_Exercices proposés:_
**a.** Répondez brièvement à ces questions sur l'extrait :
(i) Entre quelles années la génération de poètes est-elle mise à l'honneur ?
(ii) Dans quelle collection paraissent ses œuvres ?
(iii) De combien de poètes explore-t-on les recueils ?
**b.** Reproduisez fidèlement le passage de l'extrait qui commence par « Entre 1951 et » et se termine par « crépuscule et l’aube. ».

_Extrait choisi:_
_ _ _
Entre 1951 et 1955, une génération de poètes est mise à l’honneur dans les parutions de la collection Messatges. Encore marquée par la guerre, l’expérience des combats, de l’exil et des camps de travail, elle est aussi tournée vers le monde nouveau qui s’ouvre. L’exploration des recueils de sept poètes (Max Allier, Félix Castan, Pierre Lagarde, Bernard Lesfargues, Pierre Bec, Xavier Ravier, Bernard Manciet) met en lumière les sources, les constantes et les ruptures qui animent une poésie du passage, entre le crépuscule et l’aube.
_ _ _
_Données fournies:_
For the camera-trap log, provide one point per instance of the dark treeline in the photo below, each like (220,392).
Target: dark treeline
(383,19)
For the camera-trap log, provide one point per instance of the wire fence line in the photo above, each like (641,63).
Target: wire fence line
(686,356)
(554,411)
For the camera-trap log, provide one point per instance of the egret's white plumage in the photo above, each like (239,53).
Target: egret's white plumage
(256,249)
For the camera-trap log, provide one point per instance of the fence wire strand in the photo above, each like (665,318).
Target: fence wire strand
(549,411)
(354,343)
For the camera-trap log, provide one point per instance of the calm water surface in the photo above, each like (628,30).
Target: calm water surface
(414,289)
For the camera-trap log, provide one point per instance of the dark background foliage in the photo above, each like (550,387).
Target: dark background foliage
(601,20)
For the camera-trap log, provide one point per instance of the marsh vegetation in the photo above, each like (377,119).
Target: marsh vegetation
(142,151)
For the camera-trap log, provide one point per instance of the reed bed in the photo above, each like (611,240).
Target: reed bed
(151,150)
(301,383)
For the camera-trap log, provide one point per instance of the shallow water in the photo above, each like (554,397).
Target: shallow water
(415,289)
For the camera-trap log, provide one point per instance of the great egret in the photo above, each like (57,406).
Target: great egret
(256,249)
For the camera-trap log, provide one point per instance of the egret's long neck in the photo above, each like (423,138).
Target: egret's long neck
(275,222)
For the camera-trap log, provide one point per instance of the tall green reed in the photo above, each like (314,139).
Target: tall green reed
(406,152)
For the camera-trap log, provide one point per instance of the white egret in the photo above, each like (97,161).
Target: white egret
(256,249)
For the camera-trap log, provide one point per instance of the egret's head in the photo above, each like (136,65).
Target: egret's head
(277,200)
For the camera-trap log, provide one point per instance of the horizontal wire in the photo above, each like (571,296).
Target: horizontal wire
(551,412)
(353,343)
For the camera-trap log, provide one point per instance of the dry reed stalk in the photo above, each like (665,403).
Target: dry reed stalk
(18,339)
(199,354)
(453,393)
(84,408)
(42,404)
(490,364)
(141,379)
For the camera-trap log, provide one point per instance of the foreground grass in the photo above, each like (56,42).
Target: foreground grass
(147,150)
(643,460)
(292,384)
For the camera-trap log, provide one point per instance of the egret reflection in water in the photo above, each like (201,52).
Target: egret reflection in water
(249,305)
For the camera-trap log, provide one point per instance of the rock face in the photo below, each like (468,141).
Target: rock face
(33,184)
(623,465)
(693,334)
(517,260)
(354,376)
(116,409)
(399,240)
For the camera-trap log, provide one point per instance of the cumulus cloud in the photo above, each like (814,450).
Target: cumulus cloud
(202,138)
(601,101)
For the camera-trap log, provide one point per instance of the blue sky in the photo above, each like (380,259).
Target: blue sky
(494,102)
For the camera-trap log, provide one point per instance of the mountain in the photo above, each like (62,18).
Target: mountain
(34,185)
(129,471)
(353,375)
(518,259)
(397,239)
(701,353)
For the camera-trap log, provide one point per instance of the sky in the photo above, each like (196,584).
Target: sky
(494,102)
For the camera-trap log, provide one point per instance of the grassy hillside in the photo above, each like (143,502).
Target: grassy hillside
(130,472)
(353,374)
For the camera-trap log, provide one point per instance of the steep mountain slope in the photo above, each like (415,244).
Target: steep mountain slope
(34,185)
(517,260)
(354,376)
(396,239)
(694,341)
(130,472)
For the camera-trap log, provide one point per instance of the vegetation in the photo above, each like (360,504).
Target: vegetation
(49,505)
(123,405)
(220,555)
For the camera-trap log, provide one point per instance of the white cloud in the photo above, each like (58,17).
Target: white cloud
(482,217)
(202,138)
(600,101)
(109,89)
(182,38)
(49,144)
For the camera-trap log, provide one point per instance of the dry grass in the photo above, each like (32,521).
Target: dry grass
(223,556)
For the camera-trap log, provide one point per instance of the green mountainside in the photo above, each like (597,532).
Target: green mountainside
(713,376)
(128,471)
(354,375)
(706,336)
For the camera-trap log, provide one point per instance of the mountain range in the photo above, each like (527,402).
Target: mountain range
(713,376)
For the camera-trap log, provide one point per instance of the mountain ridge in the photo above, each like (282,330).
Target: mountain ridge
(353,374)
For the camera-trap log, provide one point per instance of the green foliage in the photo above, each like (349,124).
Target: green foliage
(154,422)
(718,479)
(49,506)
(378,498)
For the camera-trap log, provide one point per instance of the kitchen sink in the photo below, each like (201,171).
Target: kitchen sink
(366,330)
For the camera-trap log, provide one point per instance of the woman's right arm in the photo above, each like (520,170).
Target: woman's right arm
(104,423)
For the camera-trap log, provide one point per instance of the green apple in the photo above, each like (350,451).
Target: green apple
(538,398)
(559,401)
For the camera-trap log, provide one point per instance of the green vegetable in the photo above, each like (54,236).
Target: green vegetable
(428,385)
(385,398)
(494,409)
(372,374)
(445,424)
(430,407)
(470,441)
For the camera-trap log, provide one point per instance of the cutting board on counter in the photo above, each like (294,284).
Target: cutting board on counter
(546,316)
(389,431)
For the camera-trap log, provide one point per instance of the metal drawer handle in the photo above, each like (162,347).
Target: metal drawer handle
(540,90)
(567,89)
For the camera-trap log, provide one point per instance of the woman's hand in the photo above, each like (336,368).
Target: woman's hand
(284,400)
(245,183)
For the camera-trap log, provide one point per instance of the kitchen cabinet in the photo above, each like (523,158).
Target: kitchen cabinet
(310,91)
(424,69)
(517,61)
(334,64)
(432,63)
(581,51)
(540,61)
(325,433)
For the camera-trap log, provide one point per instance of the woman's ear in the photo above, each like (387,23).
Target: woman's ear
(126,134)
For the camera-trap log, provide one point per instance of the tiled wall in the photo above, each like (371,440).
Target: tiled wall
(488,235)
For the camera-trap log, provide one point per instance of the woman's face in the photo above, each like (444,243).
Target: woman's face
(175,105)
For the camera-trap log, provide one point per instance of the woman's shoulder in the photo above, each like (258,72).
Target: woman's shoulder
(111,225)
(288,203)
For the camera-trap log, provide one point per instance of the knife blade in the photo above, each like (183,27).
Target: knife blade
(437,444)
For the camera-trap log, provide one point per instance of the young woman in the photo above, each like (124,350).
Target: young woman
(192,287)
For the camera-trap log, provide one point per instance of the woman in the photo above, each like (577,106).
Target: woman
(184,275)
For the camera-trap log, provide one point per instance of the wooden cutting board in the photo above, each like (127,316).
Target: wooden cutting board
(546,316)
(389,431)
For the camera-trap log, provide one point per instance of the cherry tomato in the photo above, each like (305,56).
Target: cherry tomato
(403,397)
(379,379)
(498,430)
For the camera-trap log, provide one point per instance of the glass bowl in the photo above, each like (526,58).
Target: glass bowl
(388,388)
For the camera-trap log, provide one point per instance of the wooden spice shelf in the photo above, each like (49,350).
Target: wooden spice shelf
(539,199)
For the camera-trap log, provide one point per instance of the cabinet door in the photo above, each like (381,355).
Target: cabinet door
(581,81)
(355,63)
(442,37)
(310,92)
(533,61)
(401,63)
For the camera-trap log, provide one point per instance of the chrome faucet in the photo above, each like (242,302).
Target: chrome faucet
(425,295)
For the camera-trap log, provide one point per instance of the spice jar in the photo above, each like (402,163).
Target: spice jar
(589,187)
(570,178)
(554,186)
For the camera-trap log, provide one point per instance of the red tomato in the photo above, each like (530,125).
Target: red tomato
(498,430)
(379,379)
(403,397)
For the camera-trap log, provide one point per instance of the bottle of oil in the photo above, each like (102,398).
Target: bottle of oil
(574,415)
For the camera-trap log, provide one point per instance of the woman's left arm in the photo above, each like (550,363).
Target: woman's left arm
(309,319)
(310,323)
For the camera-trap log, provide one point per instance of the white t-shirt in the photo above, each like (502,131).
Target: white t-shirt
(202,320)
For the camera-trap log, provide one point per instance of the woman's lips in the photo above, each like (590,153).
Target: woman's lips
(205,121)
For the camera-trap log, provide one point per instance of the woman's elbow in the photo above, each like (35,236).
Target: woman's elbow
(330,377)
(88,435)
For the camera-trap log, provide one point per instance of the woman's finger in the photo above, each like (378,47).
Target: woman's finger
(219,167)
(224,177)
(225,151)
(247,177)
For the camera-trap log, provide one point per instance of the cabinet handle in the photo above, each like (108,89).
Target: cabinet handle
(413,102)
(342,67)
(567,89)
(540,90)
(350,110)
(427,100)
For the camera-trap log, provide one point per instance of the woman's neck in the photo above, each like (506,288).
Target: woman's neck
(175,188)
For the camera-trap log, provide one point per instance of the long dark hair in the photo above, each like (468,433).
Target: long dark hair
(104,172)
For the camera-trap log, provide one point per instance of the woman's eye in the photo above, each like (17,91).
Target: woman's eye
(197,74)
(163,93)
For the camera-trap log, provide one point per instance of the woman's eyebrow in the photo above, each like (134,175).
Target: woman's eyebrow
_ _ _
_Réponses:_
**a.**
(i) Entre 1951 et 1955.
(ii) La collection Messatges.
(iii) Sept.

**b.**
Entre 1951 et 1955, une génération de poètes est mise à l’honneur dans les parutions de la collection Messatges. Encore marquée par la guerre, l’expérience des combats, de l’exil et des camps de travail, elle est aussi tournée vers le monde nouveau qui s’ouvre. L’exploration des recueils de sept poètes (Max Allier, Félix Castan, Pierre Lagarde, Bernard Lesfargues, Pierre Bec, Xavier Ravier, Bernard Manciet) met en lumière les sources, les constantes et les ruptures qui animent une poésie du passage, entre le crépuscule et l’aube.